Please list every line of the material below that contains the word "flip".

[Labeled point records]

********************

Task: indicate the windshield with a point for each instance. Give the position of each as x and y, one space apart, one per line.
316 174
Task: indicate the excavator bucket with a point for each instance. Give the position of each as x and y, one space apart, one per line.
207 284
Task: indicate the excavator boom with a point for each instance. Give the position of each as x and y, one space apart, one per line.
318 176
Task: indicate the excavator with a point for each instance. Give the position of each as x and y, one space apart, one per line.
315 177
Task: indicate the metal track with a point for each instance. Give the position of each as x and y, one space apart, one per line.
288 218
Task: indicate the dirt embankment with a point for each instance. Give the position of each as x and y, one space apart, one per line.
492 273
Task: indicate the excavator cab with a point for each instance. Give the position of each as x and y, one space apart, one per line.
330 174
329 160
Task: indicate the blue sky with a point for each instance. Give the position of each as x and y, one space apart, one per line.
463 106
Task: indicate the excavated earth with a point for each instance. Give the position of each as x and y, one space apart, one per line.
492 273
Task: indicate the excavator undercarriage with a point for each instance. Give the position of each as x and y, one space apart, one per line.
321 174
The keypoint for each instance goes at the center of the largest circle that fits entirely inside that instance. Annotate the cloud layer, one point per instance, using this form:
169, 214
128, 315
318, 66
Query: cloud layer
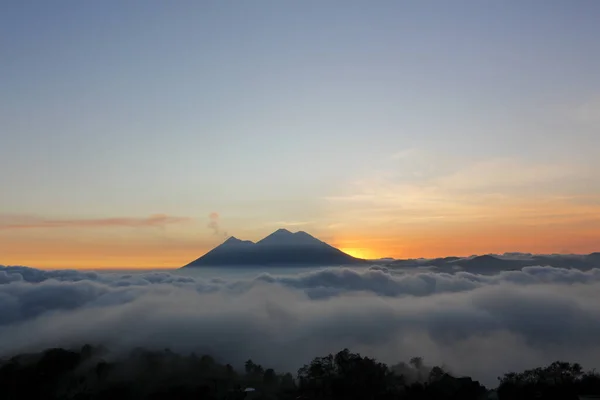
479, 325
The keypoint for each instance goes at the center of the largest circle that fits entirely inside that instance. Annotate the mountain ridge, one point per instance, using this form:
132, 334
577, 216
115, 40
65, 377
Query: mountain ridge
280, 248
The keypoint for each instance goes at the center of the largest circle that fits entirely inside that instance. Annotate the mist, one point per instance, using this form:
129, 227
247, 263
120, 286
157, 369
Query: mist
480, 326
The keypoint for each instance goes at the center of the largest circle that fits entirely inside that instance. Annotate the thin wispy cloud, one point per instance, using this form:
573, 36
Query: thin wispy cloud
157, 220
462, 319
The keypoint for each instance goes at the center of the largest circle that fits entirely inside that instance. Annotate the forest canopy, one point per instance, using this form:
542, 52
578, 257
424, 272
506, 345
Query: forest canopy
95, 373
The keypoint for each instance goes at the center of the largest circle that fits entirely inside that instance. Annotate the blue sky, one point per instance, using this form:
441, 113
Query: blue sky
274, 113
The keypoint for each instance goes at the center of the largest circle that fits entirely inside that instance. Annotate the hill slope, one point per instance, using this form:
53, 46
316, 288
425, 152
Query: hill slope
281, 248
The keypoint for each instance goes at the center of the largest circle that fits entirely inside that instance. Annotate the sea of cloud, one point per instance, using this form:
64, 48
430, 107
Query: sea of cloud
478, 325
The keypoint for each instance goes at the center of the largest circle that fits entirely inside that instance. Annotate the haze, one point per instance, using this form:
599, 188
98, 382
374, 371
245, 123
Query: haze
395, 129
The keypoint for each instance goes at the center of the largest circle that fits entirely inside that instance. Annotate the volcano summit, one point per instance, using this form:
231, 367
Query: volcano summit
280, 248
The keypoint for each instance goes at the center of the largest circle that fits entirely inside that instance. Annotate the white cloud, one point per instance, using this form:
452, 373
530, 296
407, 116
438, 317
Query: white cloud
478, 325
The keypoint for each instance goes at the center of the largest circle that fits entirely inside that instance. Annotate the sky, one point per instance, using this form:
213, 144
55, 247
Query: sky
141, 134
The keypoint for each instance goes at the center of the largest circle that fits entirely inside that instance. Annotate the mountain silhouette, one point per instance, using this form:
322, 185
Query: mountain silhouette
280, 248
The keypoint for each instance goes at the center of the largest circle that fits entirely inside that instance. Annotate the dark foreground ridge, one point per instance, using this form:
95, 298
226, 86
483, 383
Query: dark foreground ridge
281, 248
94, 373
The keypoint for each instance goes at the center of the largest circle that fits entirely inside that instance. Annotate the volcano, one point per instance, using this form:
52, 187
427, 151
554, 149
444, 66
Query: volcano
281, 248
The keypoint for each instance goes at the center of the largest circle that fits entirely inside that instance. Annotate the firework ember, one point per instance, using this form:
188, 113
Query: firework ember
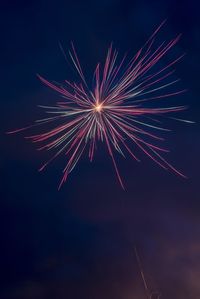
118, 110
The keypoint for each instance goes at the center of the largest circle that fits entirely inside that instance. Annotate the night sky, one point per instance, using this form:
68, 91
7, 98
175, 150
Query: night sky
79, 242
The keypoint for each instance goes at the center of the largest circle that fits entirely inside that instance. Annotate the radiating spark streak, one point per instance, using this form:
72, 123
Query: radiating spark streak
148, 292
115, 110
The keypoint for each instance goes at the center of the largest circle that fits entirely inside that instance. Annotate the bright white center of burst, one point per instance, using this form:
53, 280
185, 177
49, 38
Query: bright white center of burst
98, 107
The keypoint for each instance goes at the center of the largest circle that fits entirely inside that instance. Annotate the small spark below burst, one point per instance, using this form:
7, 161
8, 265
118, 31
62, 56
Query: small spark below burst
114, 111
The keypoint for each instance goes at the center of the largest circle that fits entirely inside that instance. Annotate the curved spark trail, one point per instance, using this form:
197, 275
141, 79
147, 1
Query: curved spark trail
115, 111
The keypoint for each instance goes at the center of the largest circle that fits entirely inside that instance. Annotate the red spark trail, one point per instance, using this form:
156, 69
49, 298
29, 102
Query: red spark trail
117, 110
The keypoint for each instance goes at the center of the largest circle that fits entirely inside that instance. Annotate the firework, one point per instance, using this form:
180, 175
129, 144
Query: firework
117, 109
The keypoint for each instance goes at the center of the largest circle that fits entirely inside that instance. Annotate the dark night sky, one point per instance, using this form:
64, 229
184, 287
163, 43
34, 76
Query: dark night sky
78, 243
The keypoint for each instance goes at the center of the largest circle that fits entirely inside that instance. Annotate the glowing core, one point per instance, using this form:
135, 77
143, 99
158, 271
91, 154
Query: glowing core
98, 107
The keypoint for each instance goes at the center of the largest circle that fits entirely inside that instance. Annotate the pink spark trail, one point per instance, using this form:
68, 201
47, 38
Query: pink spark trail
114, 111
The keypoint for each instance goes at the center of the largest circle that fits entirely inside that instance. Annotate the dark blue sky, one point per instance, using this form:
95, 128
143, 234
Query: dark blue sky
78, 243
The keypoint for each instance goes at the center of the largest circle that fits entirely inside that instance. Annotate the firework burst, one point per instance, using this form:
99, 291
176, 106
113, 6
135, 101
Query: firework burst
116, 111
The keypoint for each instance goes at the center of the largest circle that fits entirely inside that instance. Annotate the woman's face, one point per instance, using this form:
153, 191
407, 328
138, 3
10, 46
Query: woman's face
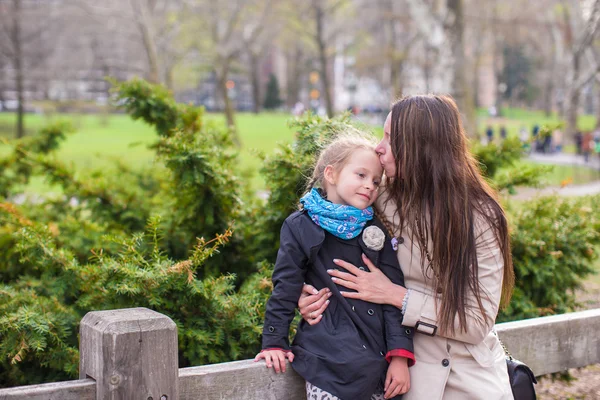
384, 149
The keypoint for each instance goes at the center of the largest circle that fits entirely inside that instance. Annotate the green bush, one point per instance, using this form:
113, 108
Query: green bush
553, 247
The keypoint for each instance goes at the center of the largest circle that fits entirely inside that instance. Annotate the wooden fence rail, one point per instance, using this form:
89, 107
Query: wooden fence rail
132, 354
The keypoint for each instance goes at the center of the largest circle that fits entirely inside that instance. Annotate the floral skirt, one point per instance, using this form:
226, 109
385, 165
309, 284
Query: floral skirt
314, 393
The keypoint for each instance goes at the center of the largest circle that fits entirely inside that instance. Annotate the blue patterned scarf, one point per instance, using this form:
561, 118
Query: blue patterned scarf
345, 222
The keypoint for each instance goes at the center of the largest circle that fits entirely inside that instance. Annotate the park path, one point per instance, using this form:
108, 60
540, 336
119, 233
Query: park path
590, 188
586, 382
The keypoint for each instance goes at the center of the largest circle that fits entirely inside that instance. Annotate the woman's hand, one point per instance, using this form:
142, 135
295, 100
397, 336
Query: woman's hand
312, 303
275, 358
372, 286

********************

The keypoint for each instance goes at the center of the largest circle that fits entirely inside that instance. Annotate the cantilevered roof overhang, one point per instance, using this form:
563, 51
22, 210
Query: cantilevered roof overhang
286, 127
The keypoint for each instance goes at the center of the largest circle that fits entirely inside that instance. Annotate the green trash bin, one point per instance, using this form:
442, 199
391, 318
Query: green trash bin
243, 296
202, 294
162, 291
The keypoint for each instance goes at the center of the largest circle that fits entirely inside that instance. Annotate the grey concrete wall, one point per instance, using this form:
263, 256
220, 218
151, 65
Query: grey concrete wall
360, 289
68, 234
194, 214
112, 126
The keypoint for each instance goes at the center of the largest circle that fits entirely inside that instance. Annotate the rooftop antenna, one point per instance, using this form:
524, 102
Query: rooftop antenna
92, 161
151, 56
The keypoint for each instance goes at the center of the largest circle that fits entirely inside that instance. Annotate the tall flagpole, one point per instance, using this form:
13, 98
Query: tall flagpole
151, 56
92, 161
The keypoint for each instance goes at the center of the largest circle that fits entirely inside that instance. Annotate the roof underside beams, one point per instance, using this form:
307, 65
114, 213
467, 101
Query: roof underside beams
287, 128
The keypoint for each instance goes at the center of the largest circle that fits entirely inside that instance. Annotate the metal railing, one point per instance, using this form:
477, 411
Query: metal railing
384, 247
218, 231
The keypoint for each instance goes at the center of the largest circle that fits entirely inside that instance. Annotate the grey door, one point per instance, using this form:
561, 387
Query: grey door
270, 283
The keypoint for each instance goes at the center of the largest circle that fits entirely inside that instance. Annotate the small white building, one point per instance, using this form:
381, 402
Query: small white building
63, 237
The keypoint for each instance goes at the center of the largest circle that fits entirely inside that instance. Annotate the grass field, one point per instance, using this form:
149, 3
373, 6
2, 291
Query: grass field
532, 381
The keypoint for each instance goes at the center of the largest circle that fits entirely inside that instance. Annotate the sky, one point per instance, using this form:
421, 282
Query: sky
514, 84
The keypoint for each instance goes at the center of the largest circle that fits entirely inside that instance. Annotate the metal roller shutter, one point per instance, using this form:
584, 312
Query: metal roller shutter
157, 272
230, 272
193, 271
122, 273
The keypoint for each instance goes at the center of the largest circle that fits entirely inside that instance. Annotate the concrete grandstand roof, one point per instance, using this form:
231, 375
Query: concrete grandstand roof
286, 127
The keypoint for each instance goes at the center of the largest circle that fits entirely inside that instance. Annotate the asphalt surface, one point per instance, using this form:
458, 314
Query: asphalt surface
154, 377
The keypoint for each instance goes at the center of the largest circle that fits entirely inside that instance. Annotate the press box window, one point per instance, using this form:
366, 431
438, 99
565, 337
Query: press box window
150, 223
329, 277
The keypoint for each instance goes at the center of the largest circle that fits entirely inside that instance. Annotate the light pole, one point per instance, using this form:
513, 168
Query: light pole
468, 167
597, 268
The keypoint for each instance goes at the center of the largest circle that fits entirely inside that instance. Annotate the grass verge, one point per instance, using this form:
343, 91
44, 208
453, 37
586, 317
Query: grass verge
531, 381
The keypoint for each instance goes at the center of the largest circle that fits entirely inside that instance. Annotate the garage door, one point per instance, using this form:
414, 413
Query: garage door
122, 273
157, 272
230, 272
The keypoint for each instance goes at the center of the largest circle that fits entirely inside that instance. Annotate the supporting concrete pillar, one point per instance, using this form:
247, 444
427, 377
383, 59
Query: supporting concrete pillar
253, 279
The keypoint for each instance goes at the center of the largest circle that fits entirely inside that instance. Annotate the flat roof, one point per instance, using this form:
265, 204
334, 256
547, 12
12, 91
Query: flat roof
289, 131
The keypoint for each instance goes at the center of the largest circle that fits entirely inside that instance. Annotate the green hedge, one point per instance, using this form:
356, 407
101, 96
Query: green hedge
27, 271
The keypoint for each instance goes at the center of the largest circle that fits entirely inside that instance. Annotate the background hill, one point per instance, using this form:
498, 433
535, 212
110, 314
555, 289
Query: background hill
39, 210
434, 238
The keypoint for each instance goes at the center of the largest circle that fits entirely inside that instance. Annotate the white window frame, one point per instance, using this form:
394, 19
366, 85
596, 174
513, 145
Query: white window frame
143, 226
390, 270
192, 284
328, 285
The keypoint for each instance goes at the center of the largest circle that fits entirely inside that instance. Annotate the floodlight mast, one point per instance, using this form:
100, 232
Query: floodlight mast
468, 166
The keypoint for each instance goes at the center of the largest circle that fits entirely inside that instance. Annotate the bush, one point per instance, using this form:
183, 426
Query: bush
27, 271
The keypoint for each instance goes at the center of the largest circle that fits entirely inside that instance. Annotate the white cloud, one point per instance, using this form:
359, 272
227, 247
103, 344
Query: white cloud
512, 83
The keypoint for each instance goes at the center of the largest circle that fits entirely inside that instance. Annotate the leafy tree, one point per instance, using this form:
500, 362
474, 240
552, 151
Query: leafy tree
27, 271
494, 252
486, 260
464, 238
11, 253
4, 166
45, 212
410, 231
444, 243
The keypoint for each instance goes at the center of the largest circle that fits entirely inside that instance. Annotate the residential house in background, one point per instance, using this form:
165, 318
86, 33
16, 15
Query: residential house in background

********************

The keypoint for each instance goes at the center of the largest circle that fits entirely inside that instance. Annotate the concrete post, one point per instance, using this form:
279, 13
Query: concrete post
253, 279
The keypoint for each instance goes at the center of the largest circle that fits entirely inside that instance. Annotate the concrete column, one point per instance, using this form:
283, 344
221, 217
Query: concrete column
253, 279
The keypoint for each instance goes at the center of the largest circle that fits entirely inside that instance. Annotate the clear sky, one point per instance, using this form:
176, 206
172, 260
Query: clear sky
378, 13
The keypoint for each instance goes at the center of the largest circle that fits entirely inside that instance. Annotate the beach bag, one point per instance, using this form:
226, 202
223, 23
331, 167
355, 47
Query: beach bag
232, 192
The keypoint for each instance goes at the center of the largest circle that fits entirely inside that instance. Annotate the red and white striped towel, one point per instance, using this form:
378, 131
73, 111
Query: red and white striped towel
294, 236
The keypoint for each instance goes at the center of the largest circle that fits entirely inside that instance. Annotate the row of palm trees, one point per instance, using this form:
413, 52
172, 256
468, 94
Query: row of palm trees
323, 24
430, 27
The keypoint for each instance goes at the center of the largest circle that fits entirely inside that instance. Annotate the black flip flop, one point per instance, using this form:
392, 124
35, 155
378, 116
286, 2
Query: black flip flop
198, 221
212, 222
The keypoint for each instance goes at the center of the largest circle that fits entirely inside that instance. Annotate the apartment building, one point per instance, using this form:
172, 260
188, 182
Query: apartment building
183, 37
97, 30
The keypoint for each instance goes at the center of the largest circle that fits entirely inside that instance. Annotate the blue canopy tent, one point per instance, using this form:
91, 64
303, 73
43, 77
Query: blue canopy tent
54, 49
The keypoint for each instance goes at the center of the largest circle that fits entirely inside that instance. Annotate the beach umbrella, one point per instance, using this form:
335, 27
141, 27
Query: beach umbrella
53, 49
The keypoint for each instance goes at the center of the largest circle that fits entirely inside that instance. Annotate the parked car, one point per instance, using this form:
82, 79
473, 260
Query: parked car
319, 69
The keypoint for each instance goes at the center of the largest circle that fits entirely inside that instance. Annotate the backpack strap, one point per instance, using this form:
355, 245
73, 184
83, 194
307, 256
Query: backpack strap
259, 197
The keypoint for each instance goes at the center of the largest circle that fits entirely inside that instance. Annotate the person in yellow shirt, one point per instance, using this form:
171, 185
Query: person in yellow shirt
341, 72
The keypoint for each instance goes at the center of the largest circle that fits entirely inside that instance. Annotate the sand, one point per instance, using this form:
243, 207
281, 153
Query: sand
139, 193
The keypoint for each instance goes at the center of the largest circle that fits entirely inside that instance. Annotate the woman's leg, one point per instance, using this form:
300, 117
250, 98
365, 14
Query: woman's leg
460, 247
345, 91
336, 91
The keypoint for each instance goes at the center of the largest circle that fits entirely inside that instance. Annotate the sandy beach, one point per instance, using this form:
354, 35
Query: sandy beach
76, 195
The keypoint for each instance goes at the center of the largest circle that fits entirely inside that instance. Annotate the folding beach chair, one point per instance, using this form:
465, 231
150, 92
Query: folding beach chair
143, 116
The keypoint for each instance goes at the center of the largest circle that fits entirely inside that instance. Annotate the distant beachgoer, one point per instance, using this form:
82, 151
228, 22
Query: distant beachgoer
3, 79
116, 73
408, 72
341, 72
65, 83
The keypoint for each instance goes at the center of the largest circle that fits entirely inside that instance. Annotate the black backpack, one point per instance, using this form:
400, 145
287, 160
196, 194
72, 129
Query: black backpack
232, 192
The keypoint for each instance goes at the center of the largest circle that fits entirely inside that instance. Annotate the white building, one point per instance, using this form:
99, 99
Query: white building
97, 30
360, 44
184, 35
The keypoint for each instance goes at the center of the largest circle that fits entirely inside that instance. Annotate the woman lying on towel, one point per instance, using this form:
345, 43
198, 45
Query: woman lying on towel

********************

| The solution |
The keypoint for each instance goes at the center of the largest circle that fits entirely inside that instance. Annotate the black flip flop, one point per instance, using this form:
Query: black flip flop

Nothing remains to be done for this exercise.